**PROBLEM**: List every line in the records below that contains the word "violin".

########

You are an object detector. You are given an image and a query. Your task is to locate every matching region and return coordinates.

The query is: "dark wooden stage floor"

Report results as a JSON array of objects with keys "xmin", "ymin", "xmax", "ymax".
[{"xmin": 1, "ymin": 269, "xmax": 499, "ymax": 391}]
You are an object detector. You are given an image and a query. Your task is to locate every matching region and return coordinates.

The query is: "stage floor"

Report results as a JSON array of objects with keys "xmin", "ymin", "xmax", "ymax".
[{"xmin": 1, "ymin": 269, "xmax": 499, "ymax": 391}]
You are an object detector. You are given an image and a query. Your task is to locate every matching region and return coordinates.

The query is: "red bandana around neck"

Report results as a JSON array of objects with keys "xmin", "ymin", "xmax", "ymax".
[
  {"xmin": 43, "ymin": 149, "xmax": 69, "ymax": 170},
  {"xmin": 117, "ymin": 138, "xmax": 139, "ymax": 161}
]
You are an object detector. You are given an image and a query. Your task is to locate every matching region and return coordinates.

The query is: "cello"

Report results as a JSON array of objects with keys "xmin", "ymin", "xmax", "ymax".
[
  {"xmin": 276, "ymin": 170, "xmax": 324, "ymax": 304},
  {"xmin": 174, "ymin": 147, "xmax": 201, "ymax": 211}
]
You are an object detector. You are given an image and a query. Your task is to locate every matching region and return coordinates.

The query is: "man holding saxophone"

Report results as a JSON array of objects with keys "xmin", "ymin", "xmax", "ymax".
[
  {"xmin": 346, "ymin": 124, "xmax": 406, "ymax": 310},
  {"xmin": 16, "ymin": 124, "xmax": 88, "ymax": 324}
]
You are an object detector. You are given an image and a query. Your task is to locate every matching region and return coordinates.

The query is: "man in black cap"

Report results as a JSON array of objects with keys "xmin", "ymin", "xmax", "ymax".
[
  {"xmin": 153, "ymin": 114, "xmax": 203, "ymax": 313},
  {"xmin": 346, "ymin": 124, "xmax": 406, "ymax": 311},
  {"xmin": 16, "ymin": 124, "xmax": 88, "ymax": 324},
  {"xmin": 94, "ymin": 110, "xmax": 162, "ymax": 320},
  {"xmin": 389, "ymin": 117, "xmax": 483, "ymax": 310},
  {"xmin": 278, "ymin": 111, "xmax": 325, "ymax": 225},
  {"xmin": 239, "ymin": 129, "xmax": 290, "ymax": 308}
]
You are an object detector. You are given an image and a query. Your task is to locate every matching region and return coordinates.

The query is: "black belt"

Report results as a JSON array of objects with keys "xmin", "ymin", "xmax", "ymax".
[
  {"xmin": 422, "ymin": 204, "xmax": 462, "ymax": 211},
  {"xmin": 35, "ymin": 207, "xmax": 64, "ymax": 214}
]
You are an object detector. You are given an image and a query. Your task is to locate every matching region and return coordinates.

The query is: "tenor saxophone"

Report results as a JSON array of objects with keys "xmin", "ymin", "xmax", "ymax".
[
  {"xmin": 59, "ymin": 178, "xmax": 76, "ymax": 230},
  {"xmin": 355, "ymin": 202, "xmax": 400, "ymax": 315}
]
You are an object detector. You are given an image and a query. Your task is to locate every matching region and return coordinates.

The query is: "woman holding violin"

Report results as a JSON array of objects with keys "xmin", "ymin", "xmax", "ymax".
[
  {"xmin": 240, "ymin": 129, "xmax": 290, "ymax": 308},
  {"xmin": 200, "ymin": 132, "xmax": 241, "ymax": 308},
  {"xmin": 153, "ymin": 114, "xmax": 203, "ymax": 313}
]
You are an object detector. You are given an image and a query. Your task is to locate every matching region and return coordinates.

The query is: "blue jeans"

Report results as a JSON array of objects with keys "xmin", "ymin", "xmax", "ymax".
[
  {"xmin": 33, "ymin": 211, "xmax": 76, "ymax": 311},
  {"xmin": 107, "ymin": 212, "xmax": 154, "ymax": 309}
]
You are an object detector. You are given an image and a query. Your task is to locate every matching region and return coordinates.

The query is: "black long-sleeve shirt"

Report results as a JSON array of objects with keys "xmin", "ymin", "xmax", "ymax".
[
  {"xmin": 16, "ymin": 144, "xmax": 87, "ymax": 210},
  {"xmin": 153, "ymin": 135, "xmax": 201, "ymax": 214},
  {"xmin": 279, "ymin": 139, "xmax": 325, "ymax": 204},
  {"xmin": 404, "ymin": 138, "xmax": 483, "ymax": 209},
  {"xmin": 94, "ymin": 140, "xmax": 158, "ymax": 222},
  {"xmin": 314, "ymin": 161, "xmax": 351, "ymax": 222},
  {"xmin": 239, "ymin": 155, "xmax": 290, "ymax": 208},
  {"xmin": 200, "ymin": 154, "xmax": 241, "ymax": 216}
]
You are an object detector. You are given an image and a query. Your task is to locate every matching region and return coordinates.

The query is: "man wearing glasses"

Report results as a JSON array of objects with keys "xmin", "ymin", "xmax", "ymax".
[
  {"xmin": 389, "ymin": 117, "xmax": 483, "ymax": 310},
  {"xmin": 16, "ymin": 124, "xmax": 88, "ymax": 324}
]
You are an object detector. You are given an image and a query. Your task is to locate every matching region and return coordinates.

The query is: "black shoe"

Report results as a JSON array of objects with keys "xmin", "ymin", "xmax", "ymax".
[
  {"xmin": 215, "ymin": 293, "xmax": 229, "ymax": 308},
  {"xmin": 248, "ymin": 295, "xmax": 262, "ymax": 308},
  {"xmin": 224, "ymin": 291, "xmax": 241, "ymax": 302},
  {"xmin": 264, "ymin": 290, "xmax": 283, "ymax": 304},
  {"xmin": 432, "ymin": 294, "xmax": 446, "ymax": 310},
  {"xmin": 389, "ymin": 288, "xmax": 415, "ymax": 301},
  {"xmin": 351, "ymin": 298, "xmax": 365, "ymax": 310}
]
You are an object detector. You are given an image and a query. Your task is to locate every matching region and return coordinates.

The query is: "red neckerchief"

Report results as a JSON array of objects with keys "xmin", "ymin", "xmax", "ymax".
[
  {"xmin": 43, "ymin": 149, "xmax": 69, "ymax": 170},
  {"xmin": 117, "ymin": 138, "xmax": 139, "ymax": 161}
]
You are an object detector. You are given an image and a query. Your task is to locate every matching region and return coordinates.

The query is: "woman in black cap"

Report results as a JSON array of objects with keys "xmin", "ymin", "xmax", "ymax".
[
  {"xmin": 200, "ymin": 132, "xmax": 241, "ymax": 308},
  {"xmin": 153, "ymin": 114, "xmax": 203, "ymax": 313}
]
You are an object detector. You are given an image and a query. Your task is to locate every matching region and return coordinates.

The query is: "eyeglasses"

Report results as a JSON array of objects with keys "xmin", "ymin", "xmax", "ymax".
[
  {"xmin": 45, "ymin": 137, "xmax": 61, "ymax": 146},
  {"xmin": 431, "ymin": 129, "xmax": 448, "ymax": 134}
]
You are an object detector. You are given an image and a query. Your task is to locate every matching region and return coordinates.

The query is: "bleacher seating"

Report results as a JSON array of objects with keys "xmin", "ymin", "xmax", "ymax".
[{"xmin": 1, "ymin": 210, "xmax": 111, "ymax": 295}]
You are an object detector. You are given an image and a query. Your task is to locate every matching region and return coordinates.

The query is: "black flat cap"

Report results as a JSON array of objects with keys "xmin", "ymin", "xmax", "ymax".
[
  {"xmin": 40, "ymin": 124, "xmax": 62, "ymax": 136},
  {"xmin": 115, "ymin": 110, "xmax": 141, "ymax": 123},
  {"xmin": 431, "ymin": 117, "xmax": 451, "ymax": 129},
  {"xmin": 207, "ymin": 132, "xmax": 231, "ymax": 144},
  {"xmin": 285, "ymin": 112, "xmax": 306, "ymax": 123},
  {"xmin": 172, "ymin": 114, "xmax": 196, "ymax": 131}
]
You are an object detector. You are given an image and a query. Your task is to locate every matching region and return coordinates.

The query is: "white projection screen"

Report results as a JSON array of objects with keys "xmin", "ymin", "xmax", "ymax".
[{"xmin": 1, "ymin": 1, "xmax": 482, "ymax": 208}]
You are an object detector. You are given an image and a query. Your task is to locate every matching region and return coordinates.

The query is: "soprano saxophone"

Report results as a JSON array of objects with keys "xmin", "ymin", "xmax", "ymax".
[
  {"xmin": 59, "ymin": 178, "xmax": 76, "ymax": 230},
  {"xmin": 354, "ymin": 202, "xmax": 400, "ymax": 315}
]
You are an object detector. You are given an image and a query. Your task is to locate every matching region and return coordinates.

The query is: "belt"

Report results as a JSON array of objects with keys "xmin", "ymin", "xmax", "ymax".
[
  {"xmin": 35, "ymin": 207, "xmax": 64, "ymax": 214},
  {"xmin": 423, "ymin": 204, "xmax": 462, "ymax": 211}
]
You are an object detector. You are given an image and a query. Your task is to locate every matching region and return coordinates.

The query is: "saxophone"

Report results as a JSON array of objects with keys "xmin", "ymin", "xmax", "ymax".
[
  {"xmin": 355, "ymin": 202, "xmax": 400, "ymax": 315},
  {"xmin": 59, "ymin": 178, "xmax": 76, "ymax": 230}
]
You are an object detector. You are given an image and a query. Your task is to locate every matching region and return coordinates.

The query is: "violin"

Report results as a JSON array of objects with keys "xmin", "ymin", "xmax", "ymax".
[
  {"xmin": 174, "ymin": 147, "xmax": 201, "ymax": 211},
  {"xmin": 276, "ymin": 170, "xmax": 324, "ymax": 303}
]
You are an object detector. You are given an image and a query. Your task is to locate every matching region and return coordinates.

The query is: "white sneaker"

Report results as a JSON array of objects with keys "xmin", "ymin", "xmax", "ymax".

########

**CORRECT ANSWER**:
The query is: "woman holding violin"
The query is: "violin"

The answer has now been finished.